*** Opening Input records ***
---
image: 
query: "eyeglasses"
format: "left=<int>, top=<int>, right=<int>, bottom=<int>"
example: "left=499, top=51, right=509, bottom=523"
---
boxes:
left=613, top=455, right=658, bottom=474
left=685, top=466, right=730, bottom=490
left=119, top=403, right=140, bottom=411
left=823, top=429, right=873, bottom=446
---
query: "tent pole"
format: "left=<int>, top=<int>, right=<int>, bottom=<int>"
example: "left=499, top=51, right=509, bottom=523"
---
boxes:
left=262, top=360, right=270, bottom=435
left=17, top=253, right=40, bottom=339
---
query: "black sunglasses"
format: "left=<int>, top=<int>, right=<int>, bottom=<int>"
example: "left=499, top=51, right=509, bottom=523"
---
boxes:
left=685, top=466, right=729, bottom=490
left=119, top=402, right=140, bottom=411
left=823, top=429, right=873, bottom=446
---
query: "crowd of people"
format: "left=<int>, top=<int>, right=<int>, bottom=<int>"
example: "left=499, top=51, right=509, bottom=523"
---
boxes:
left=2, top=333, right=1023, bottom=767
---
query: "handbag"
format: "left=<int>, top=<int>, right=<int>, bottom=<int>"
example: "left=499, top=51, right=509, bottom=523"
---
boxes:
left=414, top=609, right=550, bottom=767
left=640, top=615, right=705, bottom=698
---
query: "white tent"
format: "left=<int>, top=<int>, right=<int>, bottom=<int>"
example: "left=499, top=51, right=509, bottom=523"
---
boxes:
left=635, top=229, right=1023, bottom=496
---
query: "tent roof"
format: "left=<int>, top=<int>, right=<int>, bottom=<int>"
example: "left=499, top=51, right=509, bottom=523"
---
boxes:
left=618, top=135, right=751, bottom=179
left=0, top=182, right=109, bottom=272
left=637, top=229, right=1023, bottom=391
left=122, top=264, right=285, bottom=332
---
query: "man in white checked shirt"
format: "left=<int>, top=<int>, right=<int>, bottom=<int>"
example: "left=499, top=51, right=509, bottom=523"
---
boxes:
*** Closing Input records ***
• Task: Make a faithful copy of every record above.

• Completed task:
---
image: 
query: "eyeglasses"
format: "left=<int>, top=<int>, right=<int>, bottom=<int>"
example: "left=499, top=51, right=509, bottom=523"
---
boxes:
left=613, top=455, right=658, bottom=474
left=685, top=466, right=730, bottom=490
left=119, top=403, right=140, bottom=411
left=823, top=429, right=873, bottom=446
---
query: "tent pole"
format: "left=<int>, top=<int>, right=<int>, bottom=<int>"
example: "left=499, top=51, right=509, bottom=523"
---
boxes:
left=262, top=360, right=270, bottom=435
left=17, top=253, right=40, bottom=339
---
query: "black sunglasses"
format: "left=<int>, top=<int>, right=<int>, bottom=<int>"
example: "left=499, top=51, right=509, bottom=523"
---
boxes:
left=685, top=466, right=729, bottom=490
left=119, top=402, right=140, bottom=411
left=823, top=429, right=873, bottom=446
---
query: "crowd of people"
format: "left=<int>, top=<int>, right=<int>, bottom=<int>"
example: "left=499, top=51, right=509, bottom=523"
---
boxes:
left=2, top=333, right=1023, bottom=767
---
query: "handbag"
format: "left=<int>, top=<int>, right=<int>, bottom=<int>"
example: "left=499, top=51, right=509, bottom=523"
---
boxes:
left=414, top=609, right=550, bottom=767
left=640, top=615, right=705, bottom=698
---
query: "white tent"
format: "left=<int>, top=<int>, right=<int>, bottom=<int>"
example: "left=499, top=51, right=509, bottom=523"
---
boxes:
left=635, top=229, right=1023, bottom=496
---
query: "tent roof"
format: "left=<int>, top=<int>, right=<int>, bottom=<int>"
example: "left=499, top=51, right=509, bottom=523"
---
boxes:
left=618, top=135, right=751, bottom=179
left=0, top=182, right=109, bottom=272
left=637, top=229, right=1023, bottom=391
left=122, top=264, right=285, bottom=332
---
query: "man in white checked shirt"
format: "left=<int>, top=<int>, right=<int>, bottom=<int>"
example: "left=499, top=51, right=509, bottom=523"
---
boxes:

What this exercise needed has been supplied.